Problem to solve: Please gather every line in the data below that contains the word "roasted", and copy each one.

*** Data

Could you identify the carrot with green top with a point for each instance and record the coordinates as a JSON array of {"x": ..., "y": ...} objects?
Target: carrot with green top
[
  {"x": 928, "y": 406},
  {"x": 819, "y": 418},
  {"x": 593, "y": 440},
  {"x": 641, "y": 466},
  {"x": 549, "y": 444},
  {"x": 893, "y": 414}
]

******
*** Data

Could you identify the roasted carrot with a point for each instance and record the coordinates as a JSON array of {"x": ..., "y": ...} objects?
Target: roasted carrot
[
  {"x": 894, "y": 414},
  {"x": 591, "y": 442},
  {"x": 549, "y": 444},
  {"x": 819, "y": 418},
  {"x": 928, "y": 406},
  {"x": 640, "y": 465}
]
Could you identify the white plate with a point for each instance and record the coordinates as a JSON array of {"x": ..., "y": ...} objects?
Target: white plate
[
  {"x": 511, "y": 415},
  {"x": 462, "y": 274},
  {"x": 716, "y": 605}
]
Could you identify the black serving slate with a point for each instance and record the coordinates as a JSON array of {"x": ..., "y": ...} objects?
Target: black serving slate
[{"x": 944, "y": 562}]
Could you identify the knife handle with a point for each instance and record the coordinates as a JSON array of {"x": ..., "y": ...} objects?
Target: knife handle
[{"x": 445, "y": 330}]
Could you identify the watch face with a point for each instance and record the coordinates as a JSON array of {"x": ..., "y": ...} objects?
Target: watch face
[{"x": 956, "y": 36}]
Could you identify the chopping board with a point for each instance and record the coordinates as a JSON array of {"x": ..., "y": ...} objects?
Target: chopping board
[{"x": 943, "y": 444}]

******
*** Data

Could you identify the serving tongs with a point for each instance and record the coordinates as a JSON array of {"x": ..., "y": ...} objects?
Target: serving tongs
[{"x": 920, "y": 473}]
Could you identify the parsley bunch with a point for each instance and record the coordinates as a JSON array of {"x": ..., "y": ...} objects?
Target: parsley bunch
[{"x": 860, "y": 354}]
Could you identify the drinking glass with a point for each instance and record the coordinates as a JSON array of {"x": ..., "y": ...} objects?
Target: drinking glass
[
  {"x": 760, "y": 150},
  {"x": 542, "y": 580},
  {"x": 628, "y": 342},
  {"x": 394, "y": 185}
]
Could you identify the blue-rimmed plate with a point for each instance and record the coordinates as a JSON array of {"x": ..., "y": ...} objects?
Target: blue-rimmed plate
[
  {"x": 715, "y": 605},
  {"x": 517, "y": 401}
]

******

The reply:
Could you identify the roasted carrot with a point for each instance and record the coordinates as a JSON array of {"x": ..., "y": ...} objects?
Target: roasted carrot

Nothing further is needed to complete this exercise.